## Requirement 1
Set down the stretch of the David Lloyd article from "English former cricketer, coach, and" through "children's television programmes.", word for word.
## Requirement 2
Carry the article on cricketer David Lloyd forward, starting after its final sentence.

___ Text excerpt ___

Personal information
- Born: 18 March 1947 (age 79) Accrington, Lancashire, England
- Nickname: Bumble
- Batting: Left-handed
- Bowling: Slow left arm orthodox
- Role: All-rounder
- Relations: Graham Lloyd (son)

International information
- National side: England;
- Test debut (cap 460): 20 June 1974 v India
- Last Test: 30 January 1975 v Australia
- ODI debut (cap 28): 7 September 1973 v West Indies
- Last ODI: 29 May 1980 v West Indies

Domestic team information
- 1965–1983: Lancashire

Umpiring information
- FC umpired: 35 (1985–1987)
- LA umpired: 27 (1986–1987)

Career statistics
| Competition | Test | ODI | FC | LA |
| Matches | 9 | 8 | 407 | 288 |
| Runs scored | 552 | 285 | 19,269 | 7,761 |
| Batting average | 42.46 | 40.71 | 33.33 | 32.74 |
| 100s/50s | 1/0 | 1/0 | 38/93 | 7/44 |
| Top score | 214* | 116* | 214* | 121* |
| Balls bowled | 24 | 12 | 15,598 | 1,251 |
| Wickets | 0 | 1 | 237 | 39 |
| Bowling average | – | 3.00 | 30.26 | 22.89 |
| 5 wickets in innings | – | 0 | 5 | 0 |
| 10 wickets in match | – | 0 | 1 | 0 |
| Best bowling | – | 1/3 | 7/38 | 4/17 |
| Catches/stumpings | 11/– | 3/– | 334/– | 89/– |
- Source: ESPNcricinfo, 25 July 2020

= David Lloyd (cricketer) =

English former cricketer, coach, and commentator

David Lloyd (born 18 March 1947) is an English former cricket player, umpire, coach and commentator, who played county cricket for Lancashire County Cricket Club and Test and One Day International cricket for the English cricket team. He also played semi-professional football for Accrington Stanley. He is known through the cricketing world as Bumble due to the ostensible similarity between his facial profile and those of the Bumblies, characters from Michael Bentine's children's television programmes.

A left-handed batsman and left-arm spin bowler, he played nine Tests, with a highest score of 214 not out, and eight One Day International matches. In first-class cricket he was a successful all-rounder, scoring a career aggregate of more than 19,000 runs and taking 237 wickets. He captained his county from 1973 to 1977. Following his retirement as a player, he became a first-class umpire, and subsequently Lancashire and England cricket coach, resigning the latter post following the 1999 Cricket World Cup. He then became a renowned cricket commentator for Test Match Special, and later Sky Sports. He is also an author, journalist and columnist. In December 2021, Lloyd announced his retirement from full-time commentating. In 2022, he signed a contract with Lancashire's in-house channel LancsTV to commentate on every non-televised Vitality Blast home match and select County Championship fixtures.

==Early and personal life==
Lloyd was born in Accrington, Lancashire, in March 1947, and was educated at Accrington Secondary Technical School. His son, Graham Lloyd, was born in 1969; he went on to play six ODI matches for England, and enjoyed a successful career for Lancashire, as well as with his father for Cumberland and Accrington. A second son, Ben Lloyd, also played Lancashire League cricket between 1999 and 2000, making seven appearances for Church. In 2018, Lloyd was given the freedom of Accrington.

___ Supplied material ___

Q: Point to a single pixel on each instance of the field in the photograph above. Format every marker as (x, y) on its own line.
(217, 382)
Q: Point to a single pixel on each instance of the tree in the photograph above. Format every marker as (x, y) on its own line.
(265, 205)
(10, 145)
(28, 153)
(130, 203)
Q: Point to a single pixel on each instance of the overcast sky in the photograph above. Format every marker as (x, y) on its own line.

___
___ Supplied material ___

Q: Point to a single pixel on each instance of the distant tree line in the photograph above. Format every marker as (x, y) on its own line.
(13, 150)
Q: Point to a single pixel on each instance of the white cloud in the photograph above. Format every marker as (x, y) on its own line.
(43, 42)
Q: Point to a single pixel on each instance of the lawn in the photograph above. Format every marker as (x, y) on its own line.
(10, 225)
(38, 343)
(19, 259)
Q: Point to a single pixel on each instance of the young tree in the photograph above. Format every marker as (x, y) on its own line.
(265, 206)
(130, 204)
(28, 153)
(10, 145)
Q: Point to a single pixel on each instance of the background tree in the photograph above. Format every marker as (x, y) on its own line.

___

## Response box 1
English former cricketer, coach, and commentator

David Lloyd (born 18 March 1947) is an English former cricket player, umpire, coach and commentator, who played county cricket for Lancashire County Cricket Club and Test and One Day International cricket for the English cricket team. He also played semi-professional football for Accrington Stanley. He is known through the cricketing world as Bumble due to the ostensible similarity between his facial profile and those of the Bumblies, characters from Michael Bentine's children's television programmes.

## Response box 2
==Playing career==
Lloyd had an extensive playing career, with 407 first-class matches and 288 one day games. He scored nearly 27,000 runs and took 276 wickets in his career for Lancashire and England, and took 423 catches. His batting average of 33.33 in all first-class cricket, and bowling average of 30.26, illustrate his capability as a successful all-rounder. He scored over 1,000 runs in a season on ten occasions, and scored hundreds in all three major domestic competitions. His total career spanned twenty years from 1965 to 1985, and he also played lower level cricket for Cumberland as well as league and club cricket in Accrington, for whom he continued to appear for until 2009 alongside his son. He scored the winning runs for Accrington in the final game of the 2009 season ensuring they won their seventh Lancashire League title. It was in the Lancashire League initially that Lloyd found enough success to attract the attention of the county selectors, playing 33 matches for Accrington between 28 July 1962 and his first-class debut.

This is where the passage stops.